(Exercise objective):
Filter the entries down to the lines containing "photo", and copy those lines.

(Supplied material):

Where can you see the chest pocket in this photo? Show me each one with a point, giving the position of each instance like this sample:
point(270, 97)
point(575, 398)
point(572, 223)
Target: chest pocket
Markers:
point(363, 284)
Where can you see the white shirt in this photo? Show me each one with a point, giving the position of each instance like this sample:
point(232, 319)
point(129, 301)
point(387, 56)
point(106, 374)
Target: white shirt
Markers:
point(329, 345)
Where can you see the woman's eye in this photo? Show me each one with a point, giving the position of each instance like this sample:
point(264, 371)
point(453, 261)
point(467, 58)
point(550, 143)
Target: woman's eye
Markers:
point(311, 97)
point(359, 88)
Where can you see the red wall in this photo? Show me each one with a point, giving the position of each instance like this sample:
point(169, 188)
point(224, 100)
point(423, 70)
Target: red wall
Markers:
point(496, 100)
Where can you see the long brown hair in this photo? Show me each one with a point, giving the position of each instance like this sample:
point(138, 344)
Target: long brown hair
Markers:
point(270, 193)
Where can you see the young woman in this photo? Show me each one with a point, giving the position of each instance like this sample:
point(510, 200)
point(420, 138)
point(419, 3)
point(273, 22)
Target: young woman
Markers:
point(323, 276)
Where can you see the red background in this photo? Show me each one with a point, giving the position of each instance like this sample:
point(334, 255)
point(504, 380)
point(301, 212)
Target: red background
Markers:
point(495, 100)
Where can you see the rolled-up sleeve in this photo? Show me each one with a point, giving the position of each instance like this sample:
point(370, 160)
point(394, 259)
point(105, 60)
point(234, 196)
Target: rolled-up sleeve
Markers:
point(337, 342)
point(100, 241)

(Solution to the problem):
Where can you see the chest pocket in this photo? Show me each one with a point, giving the position of each instance like this sample:
Where can you see the white shirt in this photo? Show me each one with a point, giving the position of each instance like this sample:
Where can you see the woman's eye in this photo? Show me each one with a point, giving the position of each instance like this sample:
Where can you see the red wall in this photo? Show me each one with a point, giving the position of each instance like this sample:
Where can you see the long brown hair in this photo? Show me each one with a point, giving the position of each instance like this sample:
Where can you see the young woman in this photo? Show me each one with a point, giving the position of each instance like this sample:
Where can you see the red background in this photo? Show me each one with a point, giving the position of each instance like this sample:
Where can you see the rolled-up sleeve in this photo? Show me each one with a point, giving the position of each instance like this sample:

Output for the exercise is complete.